Provided entries =
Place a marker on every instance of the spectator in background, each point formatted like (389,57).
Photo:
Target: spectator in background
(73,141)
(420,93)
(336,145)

Task directions =
Rewrite all the items above, substituting "onlooker" for every "spectator" and keeping everything else the same.

Written answer =
Place a marker on every instance of the onlooker in background, each point formatted like (389,57).
Photo:
Target: onlooker in background
(73,141)
(420,93)
(336,145)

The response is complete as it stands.